Instruction: Rewrite the listing below, replacing "nose" with "muzzle" and leaving everything else the same.

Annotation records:
········
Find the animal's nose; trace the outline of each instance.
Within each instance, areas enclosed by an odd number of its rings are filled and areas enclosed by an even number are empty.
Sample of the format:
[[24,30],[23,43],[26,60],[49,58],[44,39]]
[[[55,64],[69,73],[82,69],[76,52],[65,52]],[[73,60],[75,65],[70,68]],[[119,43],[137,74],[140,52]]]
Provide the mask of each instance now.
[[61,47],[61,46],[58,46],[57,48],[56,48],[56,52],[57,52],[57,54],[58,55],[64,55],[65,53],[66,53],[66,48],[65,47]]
········
Response:
Find the animal's muzzle; trace the outline of each instance.
Within each instance, areas enclosed by an odd number of its rings are filled and areas enclosed by an even number are empty.
Sample of the format:
[[24,30],[23,43],[26,60],[49,58],[44,39]]
[[[55,64],[69,73],[82,69],[76,52],[65,52]],[[73,60],[75,65],[70,68]],[[119,43],[137,74],[140,52]]]
Provide the mask of each instance now.
[[61,47],[61,46],[58,46],[57,48],[56,48],[56,52],[57,52],[57,54],[58,55],[64,55],[65,53],[66,53],[66,48],[65,47]]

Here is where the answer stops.